What the task asks:
Shift every coordinate in the answers by -41, and reproduce the records starting at the line that has "Locate the blue" and stopping after the line that has "Locate the arabic calligraphy banner", requests included.

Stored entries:

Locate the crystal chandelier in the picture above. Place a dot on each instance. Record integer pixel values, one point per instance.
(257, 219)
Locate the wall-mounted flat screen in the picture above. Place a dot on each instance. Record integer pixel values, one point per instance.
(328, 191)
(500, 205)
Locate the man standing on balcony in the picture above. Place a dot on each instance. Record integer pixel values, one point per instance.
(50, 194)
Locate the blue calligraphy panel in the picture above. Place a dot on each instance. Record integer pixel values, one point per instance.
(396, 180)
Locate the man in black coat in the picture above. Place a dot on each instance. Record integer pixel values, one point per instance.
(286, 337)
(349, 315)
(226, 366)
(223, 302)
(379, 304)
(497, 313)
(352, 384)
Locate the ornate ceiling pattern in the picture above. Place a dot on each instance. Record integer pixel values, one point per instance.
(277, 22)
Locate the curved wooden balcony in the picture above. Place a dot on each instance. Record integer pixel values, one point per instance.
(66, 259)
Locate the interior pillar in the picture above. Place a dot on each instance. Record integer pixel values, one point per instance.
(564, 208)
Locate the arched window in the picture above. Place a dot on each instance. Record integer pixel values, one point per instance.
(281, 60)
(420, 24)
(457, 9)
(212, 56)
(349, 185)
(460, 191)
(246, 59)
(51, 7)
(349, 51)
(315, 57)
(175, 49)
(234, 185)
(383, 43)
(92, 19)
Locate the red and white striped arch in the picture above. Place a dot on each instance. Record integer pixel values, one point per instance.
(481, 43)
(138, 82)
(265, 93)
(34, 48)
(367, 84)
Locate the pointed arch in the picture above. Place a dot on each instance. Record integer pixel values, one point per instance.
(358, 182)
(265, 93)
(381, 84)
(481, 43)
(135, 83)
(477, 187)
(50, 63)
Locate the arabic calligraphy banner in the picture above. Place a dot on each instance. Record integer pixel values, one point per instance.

--

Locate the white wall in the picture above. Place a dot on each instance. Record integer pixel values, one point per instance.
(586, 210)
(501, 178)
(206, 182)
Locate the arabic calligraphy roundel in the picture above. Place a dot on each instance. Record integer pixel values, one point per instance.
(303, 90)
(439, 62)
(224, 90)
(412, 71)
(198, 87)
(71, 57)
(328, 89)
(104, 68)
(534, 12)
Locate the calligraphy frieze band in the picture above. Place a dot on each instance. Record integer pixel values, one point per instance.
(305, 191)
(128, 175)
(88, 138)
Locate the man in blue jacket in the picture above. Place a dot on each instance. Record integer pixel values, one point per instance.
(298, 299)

...

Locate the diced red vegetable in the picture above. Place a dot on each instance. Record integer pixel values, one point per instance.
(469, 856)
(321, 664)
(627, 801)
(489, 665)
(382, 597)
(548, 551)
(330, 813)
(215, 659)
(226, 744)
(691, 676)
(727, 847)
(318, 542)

Answer to this problem:
Locate the blue calligraphy panel in the picture above. Place a dot on each instance. Record integer pixel values, one point per instance.
(355, 139)
Locate the man in black coat in the picture above. Place a dot on each instance. Record integer pixel values, one point per instance.
(245, 296)
(308, 274)
(185, 325)
(182, 261)
(338, 263)
(456, 272)
(311, 343)
Locate the ornate ceiling pattern in the picture above. Place a dot on each instance. Record integer pixel values, one point per instance.
(236, -19)
Locate the curved wooden balcony in the picture above. Place a dot on each instance. Record integer pixel values, one point per instance.
(25, 218)
Locate the interior pillar in the picture above. Place a dot on each instance. Record integer pixel values, one point per instance.
(523, 167)
Locate the arched window in the picture above. Place a dot on each instance. Record integer pixel values, one point per instance.
(240, 19)
(379, -17)
(416, -32)
(171, 15)
(308, 144)
(419, 150)
(205, 18)
(10, -34)
(308, 10)
(274, 16)
(134, 8)
(193, 144)
(342, 2)
(51, -22)
Locate the red and white striped arch in the picture above. Place a dot on each instance. Record integer pixel values, one point per instance.
(440, 2)
(97, 41)
(224, 52)
(-7, 7)
(326, 43)
Locate the pointed arch in the picture above. Place a dot on each instance. Record integer pixel values, one point per instance.
(317, 141)
(224, 52)
(340, 43)
(440, 2)
(94, 42)
(436, 146)
(9, 22)
Locate the arabic calligraphy banner in the picture above. Place a dot on each instance. Record integer pixel values, one point per instance.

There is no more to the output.